# [Work task 1]
From the text on DATADISTA's COVID-19 datasets for Spain, list every figure it gives for the number of datasets, each with what it counts.
# [Work task 2]
Continue the text on DATADISTA's COVID-19 datasets for Spain, starting after its last sentence.

[[ Study text open ]]

More than 60 datasets related to the incidence of COVID-19 in Spain. Extraction, cleaning and standardization of the tables of the accumulated daily situation of the coronavirus disease SARS-CoV-2 (COVID-19) in Spain in an accessible and reusable format carried out by DATADISTA, a medium specialized in investigative journalism and data.
In Spain, the Ministry of Health and other government ministries are publishing daily official data on COVID-19 and other tables with related information in PDF. Since March 12th, DATADISTA has been carrying out ETL processes to different Spanish public sources. Due to the lack of transparency with the file extension and the absence of a database, we decided to start publishing this data in an accessible and reusable format on our GitHub account. We currently keep 29 datasets active although the total number of published datasets rises to 65. DATADISTA datasets have become a worldwide reference on the impact of COViD-19 in Spain. The datasets we publish have also been used in at least half a dozen scientific papers.They are used by dozens of organizations, media, analysts, and epidimeologists around the world. From the Computational Biology and Complex Systems Research Group (Universitat Politècnica de Catalunya) to Spanish national media such as El País or El Confidencial. They are also republished at Harvard Dataverse.

[[ Study text closed ]]
[[ Exercise data open ]]

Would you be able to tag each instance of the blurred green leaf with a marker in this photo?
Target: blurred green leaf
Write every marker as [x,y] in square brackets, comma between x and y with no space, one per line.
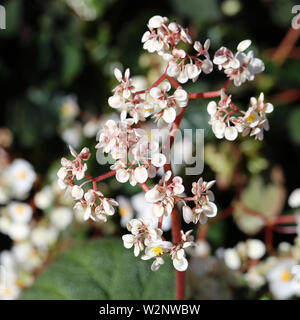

[[ Exercise data closed ]]

# [Exercise output 1]
- More than 60: datasets related to the incidence of COVID-19 in Spain
- 29: datasets currently kept active
- 65: total number of datasets published

# [Exercise output 2]
At first we started to carry out this work with Tabula,Open Refine and Fine Reader. This took us a few hours of work a day, which made its maintenance unfeasible over time. Therefore, we decided to program different scripts developed with the python programming language using data science libraries. These scripts are executed manually through Jupyter Notebook because the reports usually contain changes in the positions, sizes and columns of the tables, which forces us to have to make daily modifications to the scripts for their correct execution.
What was the hardest part of this project?
One of the main problems we have faced is due to the lack of standardization of the daily reports due to changes in the official reports throughout the pandemic. The formats have also been modified, and every day the sizes of the tables are different. Therefore, it has not been possible to implement automatic extraction and standardization processes. Currently we manually generate different scripts (whith Jupyter notebook) programmed in python to extract, consolidate, analyze and normalize the data from the different tables and add them to the historical series that must be modified on the fly in the workflow that we have organized. Then we have scripts that automatically generate messages for social networks, graphics and upload the new csv to our GitHub account.
What can others learn from this project?
We believe in journalism as a public service. Since the beginning of the pandemic in Spain, we have seen that the lack of accessibility and standardization in the data prevented society from being able to analyze the incidence of COVID-19 in Spain. It is a job that we do internally for our own articles, visualizations and animations, so we decided to release these datasets to allow their free and open use. The impact we are most proud of is seeing how our datasets are serving to do science.